This post may contain spoilers and large images that may compromise slower internet connections. Read at your own discretion.
I like watching biopics. Due to being based on actual events, there is little to spoil. As far as the significance of studying history goes, the events themselves never change. However, the way in which their permanence is received when re-hashing into film, screenplay, and other media calls for much creativity. That way, the experience of re-visiting pockets of time passed can be refreshing. Tom Hooper‘s interpretation of David Seidler’s The King’s Speech is a combination of audio and visual brilliance, with special emphasis on the former.
After an embarrassing attempt at public speaking during the closing ceremony of the British Empire Exhibition — a incident documented via radio broadcast for all the world to hear — Prince Albert, Duke of York (played by Colin Firth) seeks professional help in order to cure his stammering. During a session at their Piccadilly home, he gives into one vice and a single attempt at employing Demosthenes’ Stones before storming off, leaving his watchful wife Elizabeth, Duchess of York (played magnificently by Helena Bonham Carter) to gently end the session. Prince Albert haltingly vocalises his surrender to his impediment, but all the while, Elizabeth has a different agenda.
Elizabeth visits Harley Street, an address she finds in the classifieds, for an appointment with a speech specialist named Lionel Logue (played by Geoffrey Rush). Under the guise of the name “Mrs. Johnson”, his reputation of antipodean methods and his almost dismissive approach of their interview contrasts the treatment to which she is accustomed. When she reveals her true identity, Logue awkwardly adjusts his conduct. The two agree to an arrangement.

_____

What this exercise asks:
a: Return the passage of the review of The King's Speech from "Elizabeth visits Harley" up to and including "to an arrangement.", copied word for word.
b: Supply the next part of the review of The King's Speech, picking up after its final sentence.

Information provided:
_____

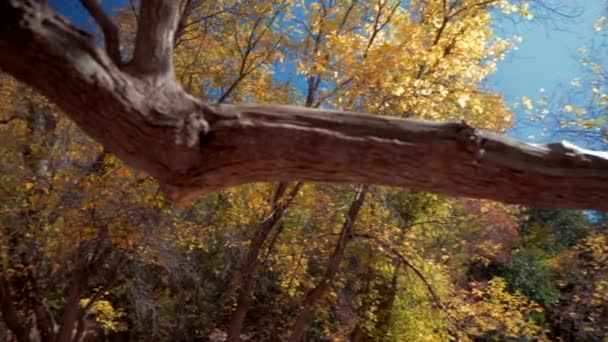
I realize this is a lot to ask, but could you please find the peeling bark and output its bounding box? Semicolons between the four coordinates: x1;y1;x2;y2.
0;0;608;210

_____

Results for each task:
a:
Elizabeth visits Harley Street, an address she finds in the classifieds, for an appointment with a speech specialist named Lionel Logue (played by Geoffrey Rush). Under the guise of the name “Mrs. Johnson”, his reputation of antipodean methods and his almost dismissive approach of their interview contrasts the treatment to which she is accustomed. When she reveals her true identity, Logue awkwardly adjusts his conduct. The two agree to an arrangement.

b:
Shortly before leaving for a dinner, Prince Albert tells his two daughters, Margaret (played by Ramona Marquez) and the current Queen Elizabeth (played by Freya Wilson), a bedtime story of a prince who turns into a penguin and is banished to the South Pole by a wicked witch. Having the undivided attention of his little girls, he plods through his stammers. The anamorphic curse is especially unfortunate for the prince in the story, because he loves to embrace his daughters. His fatherly love gives him the determination to swim back to their home where his daughters give him a kiss that turns him into a short-tailed albatross with a wingspan wide enough to envelope the two girls. After young Elizabeth and Margaret are seen off to bed, Elizabeth talks to Prince Albert about a chance at a similar transformation.
In spite of holding the bearing, training, and discipline fit for a king, Prince Albert accepts playing the second fiddle. His elder brother, Prince Edward, Duke of Windsor (played by Guy Pearce), is next in line to the throne. While he has no plaguing physical conditions, unlike two of his younger brothers, Prince Edward proves himself to be unfit for such a heavy responsibility. His serial associations with older, married women makes him subject of controversy and a source of constant frustration to his parents, King George V (played by Michael Gambon) and Queen Mary (played by Claire Bloom). His involvement with and later marriage to twice-divorced American socialite and later Duchess of Windsor, Wallis Simpson (played by Eve Best), later triggers a crisis that scrutinises his very capacity as king.
The first encounter of Prince Albert and Lionel is filled with several breaches of royal etiquette. However, Lionel manages to coerce the Prince into recording his own voice and keeping the recording before he walks out mid-session. When he plays the record at home after a particularly trying day visiting his father, he listens to his own unwavering voice. Begrudging yet convinced, he finds himself back on the couch of Lionel’s consultation room.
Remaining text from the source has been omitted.